Convert the lines below into a JSON list of strings, one string per line, dropping any blank lines. Leave the picture out.

>> START The records

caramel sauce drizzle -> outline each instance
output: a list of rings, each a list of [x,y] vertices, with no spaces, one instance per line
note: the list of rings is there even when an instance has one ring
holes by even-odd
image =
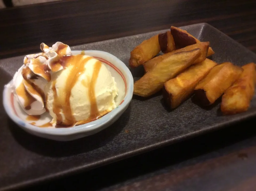
[[[66,57],[66,56],[65,56]],[[85,66],[87,62],[92,57],[88,57],[84,59],[83,56],[81,55],[77,55],[72,56],[67,56],[66,64],[69,66],[72,65],[73,67],[70,72],[69,74],[67,77],[66,83],[64,90],[60,89],[59,91],[62,92],[58,96],[54,97],[53,108],[54,112],[56,113],[54,111],[62,109],[63,115],[65,116],[63,120],[60,120],[61,117],[58,117],[57,124],[60,123],[60,121],[64,121],[65,124],[67,126],[73,126],[76,122],[71,110],[70,105],[70,96],[72,88],[75,84],[80,75],[85,70]],[[67,66],[66,67],[67,67]],[[53,89],[54,94],[57,95],[56,88]],[[55,100],[56,98],[58,100]],[[56,104],[54,104],[54,103]],[[56,115],[56,116],[57,115]],[[62,117],[61,117],[62,119]]]
[[[51,81],[51,74],[48,66],[41,63],[39,59],[37,58],[33,59],[33,62],[30,63],[33,66],[34,73],[41,76],[47,82]]]
[[[85,120],[82,120],[76,123],[76,125],[79,125],[95,121],[108,113],[105,111],[101,115],[99,113],[97,105],[96,97],[95,96],[95,87],[97,79],[99,75],[99,73],[101,67],[101,63],[98,61],[94,64],[93,72],[91,81],[88,86],[89,98],[91,103],[91,111],[89,117]]]
[[[50,122],[48,122],[48,123],[43,124],[42,125],[37,125],[37,126],[39,127],[52,127],[53,125]]]
[[[17,95],[24,100],[24,107],[26,110],[29,110],[31,108],[31,104],[36,100],[28,92],[23,83],[24,80],[22,80],[21,84],[16,89]]]
[[[97,61],[95,63],[93,76],[89,87],[89,97],[91,102],[91,114],[90,118],[91,119],[97,119],[101,116],[99,113],[97,106],[95,89],[99,70],[101,67],[101,62],[100,61]]]
[[[30,123],[30,124],[32,125],[38,127],[51,127],[53,126],[53,125],[50,122],[48,122],[47,123],[46,123],[43,124],[41,125],[35,125],[35,122],[32,122],[31,123]]]
[[[40,115],[29,115],[27,116],[26,119],[28,121],[38,121],[40,118]]]
[[[38,76],[35,74],[27,66],[23,68],[21,71],[21,75],[23,78],[26,80],[37,79]]]
[[[53,82],[52,83],[52,88],[54,95],[53,111],[56,116],[56,127],[70,127],[74,125],[76,123],[77,125],[84,124],[96,120],[108,112],[105,111],[100,114],[97,105],[95,95],[95,86],[102,64],[100,61],[98,61],[94,64],[93,72],[89,82],[87,83],[85,80],[83,80],[81,82],[83,85],[88,88],[89,98],[91,104],[90,116],[88,119],[86,120],[77,121],[75,120],[72,113],[70,104],[71,90],[80,75],[83,73],[85,70],[85,64],[92,57],[90,57],[84,59],[83,56],[85,54],[84,51],[81,51],[80,55],[65,56],[67,47],[67,45],[66,45],[61,44],[59,46],[58,50],[56,52],[58,55],[62,56],[59,61],[53,63],[52,66],[53,68],[54,68],[54,69],[52,68],[52,70],[54,71],[55,70],[58,70],[60,67],[61,66],[65,68],[72,66],[72,68],[67,76],[66,83],[64,89],[59,90],[59,92],[61,92],[59,95],[58,95],[56,90],[56,81]],[[50,81],[51,76],[47,66],[42,64],[39,60],[36,59],[33,59],[33,63],[34,73],[40,75],[39,75],[48,82]],[[24,68],[22,71],[22,76],[25,79],[23,82],[25,82],[26,86],[28,88],[28,90],[31,94],[41,96],[44,101],[45,107],[47,110],[46,107],[47,99],[47,96],[45,97],[43,91],[31,83],[27,79],[28,76],[33,76],[33,74],[34,73],[28,67]],[[35,76],[37,76],[36,75]],[[35,99],[31,96],[25,89],[23,83],[21,84],[16,90],[16,91],[17,94],[25,100],[25,109],[30,109],[31,108],[30,106],[31,104],[35,101]],[[63,118],[61,114],[61,113],[63,113]],[[29,116],[27,117],[27,120],[36,120],[37,117],[34,117],[34,116]],[[34,125],[35,123],[32,122],[31,124]],[[63,124],[65,125],[64,125]],[[51,124],[49,122],[38,126],[43,127],[51,126]]]
[[[27,57],[26,56],[25,56],[25,58],[24,59],[24,65],[26,65],[27,63],[27,61],[28,60],[28,59]]]

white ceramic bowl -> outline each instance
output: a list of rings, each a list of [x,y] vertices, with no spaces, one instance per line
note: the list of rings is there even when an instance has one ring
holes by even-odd
[[[82,51],[72,51],[73,55],[81,54]],[[10,88],[6,86],[3,93],[3,105],[11,118],[22,129],[33,135],[57,141],[74,140],[94,134],[106,128],[115,121],[128,107],[133,91],[133,79],[130,70],[124,63],[111,54],[97,50],[82,51],[83,54],[91,56],[100,60],[115,78],[119,89],[118,95],[115,99],[118,106],[101,118],[87,123],[67,128],[39,127],[30,124],[27,120],[27,115],[21,108]],[[9,83],[11,83],[11,81]],[[46,112],[36,125],[49,121],[51,118]]]

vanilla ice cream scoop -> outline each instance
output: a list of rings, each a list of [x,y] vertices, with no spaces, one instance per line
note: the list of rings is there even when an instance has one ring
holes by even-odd
[[[114,78],[100,61],[72,55],[59,42],[43,52],[26,56],[13,86],[17,100],[29,115],[46,111],[53,126],[71,127],[95,120],[116,107],[118,90]]]
[[[116,107],[116,83],[101,62],[80,55],[66,56],[62,62],[65,69],[53,75],[45,89],[53,123],[68,126],[85,123]]]

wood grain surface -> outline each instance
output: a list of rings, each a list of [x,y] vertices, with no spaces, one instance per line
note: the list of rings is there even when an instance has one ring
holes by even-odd
[[[207,22],[256,52],[256,1],[64,1],[0,10],[0,58]],[[26,190],[254,191],[252,119]],[[18,159],[17,159],[18,160]],[[71,161],[72,162],[72,161]]]
[[[0,10],[0,57],[207,22],[256,51],[256,2],[73,0]]]

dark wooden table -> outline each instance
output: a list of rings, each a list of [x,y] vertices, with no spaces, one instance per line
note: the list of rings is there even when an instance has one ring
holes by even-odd
[[[255,1],[63,1],[0,10],[0,58],[207,22],[256,53]],[[256,120],[79,174],[37,190],[256,190]]]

>> END The records

### Worked solution
[
  "caramel sauce drizzle -> outline each instance",
  "output: a list of rings, each a list of [x,y] vertices, with no spaces, one instance per line",
  "note: the list of rings is there even when an instance has one ring",
  "holes by even-odd",
  "image =",
  "[[[66,57],[66,56],[65,56]],[[85,66],[87,62],[92,57],[88,57],[84,59],[83,56],[81,55],[77,55],[72,56],[67,56],[66,64],[69,66],[72,65],[73,67],[70,72],[69,74],[67,77],[66,83],[64,90],[60,89],[59,91],[62,92],[58,96],[54,97],[53,108],[54,112],[56,113],[54,111],[62,109],[63,115],[65,116],[63,120],[60,120],[61,117],[58,117],[57,124],[60,123],[60,121],[64,121],[65,124],[67,126],[73,126],[76,122],[71,110],[70,105],[70,96],[72,88],[75,84],[80,75],[85,70]],[[67,66],[66,67],[67,67]],[[53,89],[54,94],[57,95],[56,88]],[[55,100],[56,98],[58,100]],[[56,104],[54,104],[54,103]],[[56,115],[56,116],[57,115]],[[62,117],[61,117],[62,119]]]",
  "[[[51,81],[51,74],[48,66],[41,63],[39,59],[37,58],[33,59],[33,62],[30,63],[33,66],[34,73],[41,76],[47,82]]]",
  "[[[85,120],[82,120],[76,123],[76,125],[79,125],[95,121],[108,113],[105,111],[101,115],[99,113],[97,105],[96,97],[95,96],[95,87],[97,79],[99,75],[99,73],[101,67],[101,63],[98,61],[94,64],[93,72],[91,81],[88,86],[89,98],[91,103],[91,111],[89,117]]]",
  "[[[50,122],[48,122],[48,123],[43,124],[42,125],[37,125],[37,126],[39,127],[52,127],[53,125]]]",
  "[[[17,95],[24,100],[24,107],[26,110],[29,110],[31,108],[31,104],[36,100],[28,92],[23,83],[24,80],[22,80],[21,84],[16,89]]]",
  "[[[97,61],[95,63],[93,76],[89,87],[89,97],[91,102],[91,114],[90,118],[91,119],[97,119],[101,116],[99,113],[97,106],[95,89],[99,70],[101,67],[101,62],[100,61]]]",
  "[[[30,123],[30,124],[32,125],[38,127],[51,127],[53,126],[53,125],[50,122],[48,122],[47,123],[46,123],[43,124],[41,125],[35,125],[35,122],[32,122],[31,123]]]",
  "[[[40,115],[29,115],[27,116],[26,119],[28,121],[38,121],[40,118]]]",
  "[[[38,76],[35,74],[27,66],[23,68],[21,71],[21,75],[23,78],[26,80],[37,79]]]",
  "[[[53,82],[52,83],[52,88],[54,95],[53,111],[56,116],[56,127],[70,127],[74,125],[76,123],[77,125],[84,124],[96,120],[108,112],[105,111],[100,114],[97,105],[95,95],[95,86],[102,64],[100,61],[98,61],[94,64],[93,72],[89,82],[87,83],[85,80],[83,80],[81,82],[83,85],[88,88],[89,98],[91,104],[90,116],[88,119],[86,120],[77,121],[75,120],[72,113],[70,104],[71,90],[80,75],[83,73],[85,70],[85,64],[92,57],[90,57],[84,59],[83,56],[85,54],[84,51],[81,51],[80,55],[65,56],[67,47],[67,45],[66,45],[61,44],[59,46],[58,50],[56,52],[58,55],[62,56],[59,61],[53,63],[52,66],[53,68],[54,68],[54,69],[52,68],[52,70],[54,71],[55,70],[58,70],[60,67],[61,66],[65,68],[72,66],[72,68],[67,76],[66,83],[64,89],[59,90],[59,92],[61,92],[59,95],[58,95],[56,90],[56,81]],[[50,81],[51,76],[47,66],[42,64],[39,60],[36,59],[33,59],[33,63],[34,73],[40,75],[39,75],[48,82]],[[24,68],[22,71],[22,76],[25,79],[23,82],[25,82],[26,86],[28,88],[28,90],[31,94],[41,96],[44,101],[45,107],[47,110],[46,107],[47,99],[47,96],[45,97],[43,91],[31,83],[27,79],[28,76],[33,76],[33,74],[34,73],[28,67]],[[35,76],[37,76],[36,75]],[[35,99],[31,96],[25,89],[23,83],[21,84],[16,90],[16,91],[17,94],[25,100],[25,109],[30,109],[31,108],[30,106],[31,104],[35,101]],[[63,118],[61,114],[61,113],[63,113]],[[29,116],[27,117],[27,120],[36,120],[37,117],[34,117],[34,116]],[[34,125],[35,123],[32,122],[31,124]],[[63,124],[65,125],[64,125]],[[51,124],[49,122],[38,126],[43,127],[51,126]]]",
  "[[[27,57],[26,56],[25,56],[25,58],[24,59],[24,65],[26,65],[27,63],[27,61],[28,60],[28,59]]]",
  "white ceramic bowl -> outline each instance",
  "output: a list of rings, each a list of [x,y] vertices, with no spaces, one instance per line",
  "note: the list of rings is there even when an instance has one ring",
  "holes by even-odd",
  "[[[82,51],[72,51],[73,55],[81,54]],[[10,88],[6,86],[3,93],[3,105],[11,118],[22,129],[33,135],[57,141],[74,140],[94,134],[106,128],[115,121],[128,107],[133,91],[133,79],[130,70],[124,63],[111,54],[97,50],[82,51],[83,54],[91,56],[100,60],[115,78],[119,89],[118,95],[115,99],[118,106],[101,118],[87,123],[67,128],[39,127],[30,124],[27,120],[27,115],[21,108]],[[9,83],[11,83],[11,81]],[[46,112],[36,125],[49,121],[51,118]]]",
  "vanilla ice cream scoop -> outline each instance",
  "output: a list of rings, each a list of [x,y] vertices, with no spaces, one instance per line",
  "note: the list of rings is there even when an instance has one ring",
  "holes by even-odd",
  "[[[114,78],[100,61],[72,55],[59,42],[43,52],[26,56],[13,86],[17,100],[29,115],[46,111],[53,126],[71,127],[95,120],[116,107],[118,90]]]",
  "[[[116,107],[116,83],[101,62],[80,55],[66,56],[62,62],[65,69],[53,75],[45,89],[53,123],[68,126],[85,123]]]",
  "wood grain surface -> outline each instance",
  "output: a list of rings, each a list of [x,y] vertices, with no spaces, one instance per line",
  "note: the list of rings is there even when an instance has one ring",
  "holes by even-odd",
  "[[[207,22],[256,52],[256,1],[64,1],[0,10],[0,58]],[[26,190],[254,191],[252,119]],[[18,159],[17,159],[18,160]],[[71,161],[72,162],[72,161]]]",
  "[[[0,10],[0,57],[207,22],[256,51],[256,2],[73,0]]]",
  "dark wooden table -> outline each instance",
  "output: a list of rings, each a list of [x,y] vertices, with no spaces, one instance per line",
  "note: the list of rings is there even when an instance has one ring",
  "holes by even-odd",
  "[[[255,1],[63,1],[0,10],[0,58],[207,22],[256,53]],[[256,120],[79,174],[37,190],[256,190]]]"
]